* [Written task]: Rewrite the items from the line with "Objective — one point per instance of the suit jacket lapel" through the end of the items, swapping each "necktie" for "tie" and changing nothing else.

------ Provided data ------

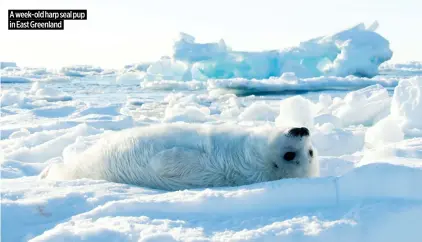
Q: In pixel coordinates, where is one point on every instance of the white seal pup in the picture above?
(182, 156)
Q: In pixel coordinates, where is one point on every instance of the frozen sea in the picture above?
(367, 131)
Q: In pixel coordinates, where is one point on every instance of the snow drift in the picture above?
(356, 51)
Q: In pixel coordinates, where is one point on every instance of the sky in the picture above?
(122, 32)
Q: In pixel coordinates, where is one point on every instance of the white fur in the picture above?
(181, 156)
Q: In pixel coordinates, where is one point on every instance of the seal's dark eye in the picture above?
(289, 156)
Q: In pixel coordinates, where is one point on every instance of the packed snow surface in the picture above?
(366, 130)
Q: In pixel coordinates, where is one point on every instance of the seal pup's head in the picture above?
(287, 153)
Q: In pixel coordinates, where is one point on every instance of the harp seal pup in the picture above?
(184, 156)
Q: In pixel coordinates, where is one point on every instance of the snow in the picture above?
(377, 135)
(280, 85)
(366, 132)
(4, 64)
(80, 70)
(356, 51)
(407, 103)
(289, 115)
(130, 78)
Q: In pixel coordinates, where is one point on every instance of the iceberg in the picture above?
(357, 51)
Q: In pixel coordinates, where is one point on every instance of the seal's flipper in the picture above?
(177, 162)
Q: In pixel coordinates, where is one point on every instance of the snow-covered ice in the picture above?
(365, 127)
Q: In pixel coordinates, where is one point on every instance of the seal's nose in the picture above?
(299, 132)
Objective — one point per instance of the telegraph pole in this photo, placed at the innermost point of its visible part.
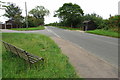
(26, 18)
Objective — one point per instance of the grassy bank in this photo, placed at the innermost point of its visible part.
(68, 28)
(29, 29)
(56, 64)
(104, 33)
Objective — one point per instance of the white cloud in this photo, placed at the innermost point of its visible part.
(102, 7)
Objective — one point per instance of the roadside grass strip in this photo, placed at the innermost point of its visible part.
(55, 64)
(29, 29)
(105, 33)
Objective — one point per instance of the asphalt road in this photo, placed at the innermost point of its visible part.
(105, 48)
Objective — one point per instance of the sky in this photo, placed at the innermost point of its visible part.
(101, 7)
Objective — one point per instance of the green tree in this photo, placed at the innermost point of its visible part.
(70, 14)
(11, 11)
(98, 20)
(39, 12)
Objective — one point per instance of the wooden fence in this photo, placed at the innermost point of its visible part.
(22, 53)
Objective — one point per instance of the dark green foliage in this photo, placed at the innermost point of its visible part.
(70, 14)
(37, 17)
(95, 18)
(13, 12)
(33, 22)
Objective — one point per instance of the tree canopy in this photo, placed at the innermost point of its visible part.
(70, 14)
(39, 12)
(11, 11)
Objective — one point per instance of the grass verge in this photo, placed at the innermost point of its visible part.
(105, 33)
(56, 64)
(29, 29)
(68, 28)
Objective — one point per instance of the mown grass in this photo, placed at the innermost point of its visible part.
(29, 29)
(104, 33)
(56, 64)
(68, 28)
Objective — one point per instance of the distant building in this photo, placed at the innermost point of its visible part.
(89, 25)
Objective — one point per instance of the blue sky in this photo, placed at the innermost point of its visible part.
(101, 7)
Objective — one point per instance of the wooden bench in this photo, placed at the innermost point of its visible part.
(21, 53)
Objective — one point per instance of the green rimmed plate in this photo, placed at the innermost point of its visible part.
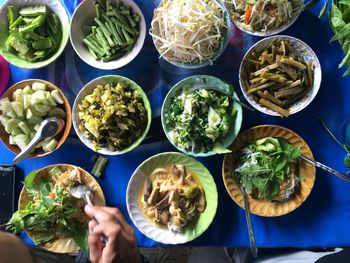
(163, 235)
(57, 7)
(210, 83)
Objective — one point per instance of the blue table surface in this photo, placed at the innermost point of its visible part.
(322, 221)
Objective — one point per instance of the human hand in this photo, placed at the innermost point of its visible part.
(121, 245)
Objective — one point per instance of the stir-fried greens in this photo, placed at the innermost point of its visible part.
(268, 169)
(34, 32)
(172, 197)
(113, 116)
(51, 211)
(198, 120)
(188, 31)
(263, 15)
(278, 76)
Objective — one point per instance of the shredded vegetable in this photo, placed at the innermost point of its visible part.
(188, 32)
(262, 15)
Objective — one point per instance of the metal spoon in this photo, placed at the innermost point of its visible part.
(252, 242)
(326, 168)
(84, 192)
(50, 127)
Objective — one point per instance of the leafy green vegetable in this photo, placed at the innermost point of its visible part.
(34, 32)
(265, 165)
(340, 23)
(52, 212)
(198, 120)
(112, 116)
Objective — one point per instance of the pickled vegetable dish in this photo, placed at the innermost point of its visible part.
(198, 120)
(21, 117)
(51, 212)
(115, 31)
(278, 76)
(172, 197)
(35, 32)
(188, 32)
(263, 15)
(112, 116)
(268, 169)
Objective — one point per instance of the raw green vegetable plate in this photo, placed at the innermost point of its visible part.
(204, 132)
(163, 235)
(57, 8)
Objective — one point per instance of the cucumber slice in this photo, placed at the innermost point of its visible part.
(49, 146)
(57, 112)
(4, 101)
(27, 101)
(17, 107)
(38, 86)
(18, 95)
(28, 90)
(3, 120)
(37, 113)
(11, 125)
(24, 127)
(38, 96)
(35, 120)
(33, 11)
(21, 140)
(42, 108)
(12, 140)
(56, 95)
(32, 134)
(29, 114)
(16, 131)
(51, 101)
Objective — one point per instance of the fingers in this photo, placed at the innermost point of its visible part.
(95, 243)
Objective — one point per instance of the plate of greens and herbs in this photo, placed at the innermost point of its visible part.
(33, 33)
(111, 115)
(264, 17)
(50, 215)
(265, 161)
(201, 115)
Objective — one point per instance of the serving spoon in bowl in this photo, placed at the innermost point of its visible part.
(49, 128)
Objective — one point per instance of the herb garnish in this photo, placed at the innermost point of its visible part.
(265, 164)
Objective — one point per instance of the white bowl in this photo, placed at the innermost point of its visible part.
(56, 7)
(307, 54)
(269, 32)
(83, 16)
(88, 89)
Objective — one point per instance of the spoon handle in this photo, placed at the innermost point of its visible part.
(34, 142)
(103, 238)
(252, 242)
(326, 168)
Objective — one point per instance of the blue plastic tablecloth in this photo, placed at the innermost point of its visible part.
(322, 221)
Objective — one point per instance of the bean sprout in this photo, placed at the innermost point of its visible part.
(188, 32)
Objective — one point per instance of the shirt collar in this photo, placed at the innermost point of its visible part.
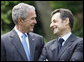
(65, 37)
(18, 32)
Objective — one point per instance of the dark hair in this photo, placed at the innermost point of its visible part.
(65, 13)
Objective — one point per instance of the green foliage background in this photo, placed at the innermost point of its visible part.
(75, 6)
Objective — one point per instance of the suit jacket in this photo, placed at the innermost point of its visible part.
(12, 49)
(72, 50)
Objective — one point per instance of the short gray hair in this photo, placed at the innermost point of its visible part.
(20, 10)
(64, 13)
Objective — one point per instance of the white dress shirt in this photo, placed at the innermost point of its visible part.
(65, 37)
(20, 34)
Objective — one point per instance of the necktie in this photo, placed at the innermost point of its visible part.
(25, 46)
(60, 43)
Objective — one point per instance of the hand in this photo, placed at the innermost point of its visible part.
(46, 60)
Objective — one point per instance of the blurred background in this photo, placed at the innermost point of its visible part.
(43, 11)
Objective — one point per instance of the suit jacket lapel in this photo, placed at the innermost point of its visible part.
(17, 43)
(32, 46)
(68, 42)
(54, 49)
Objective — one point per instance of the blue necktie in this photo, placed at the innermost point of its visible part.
(60, 44)
(25, 46)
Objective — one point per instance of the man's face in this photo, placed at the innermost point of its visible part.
(30, 21)
(57, 24)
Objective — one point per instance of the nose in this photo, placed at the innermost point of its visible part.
(51, 25)
(35, 22)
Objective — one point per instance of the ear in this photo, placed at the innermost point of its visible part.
(66, 21)
(19, 20)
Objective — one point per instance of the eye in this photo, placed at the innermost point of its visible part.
(54, 21)
(33, 18)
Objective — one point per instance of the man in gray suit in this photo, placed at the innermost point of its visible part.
(71, 49)
(12, 49)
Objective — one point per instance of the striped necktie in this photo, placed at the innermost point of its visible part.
(24, 43)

------

* [Output]:
Objective — one point per instance of the suit jacket lapel in this photo, placed at the innermost point of its visible part.
(17, 43)
(32, 46)
(68, 42)
(54, 49)
Objective — one point per instance of the blue tie in this photo, placed at the innermost point of its visible part.
(60, 44)
(25, 46)
Objective — one point per instance of the man's face in this photo, placed at the innermost point of its visible part.
(30, 21)
(57, 24)
Objective — one point per instance of the nose in this photo, placed at the innermost point of its visible part.
(51, 25)
(35, 22)
Objective — one point per instance of the ear in this photo, placed at the innermost point of its visible part.
(66, 21)
(19, 20)
Objective — one point per instance of the eye in this photo, placed at the innermost point of its visible part.
(54, 21)
(33, 18)
Objective — one point per instance of the man in gray suit in this photo, placed at the innermost point of its visible part.
(71, 49)
(12, 49)
Objective — one point per instance of the striped tie in this photo, placed at the innermost point of its visible part.
(24, 43)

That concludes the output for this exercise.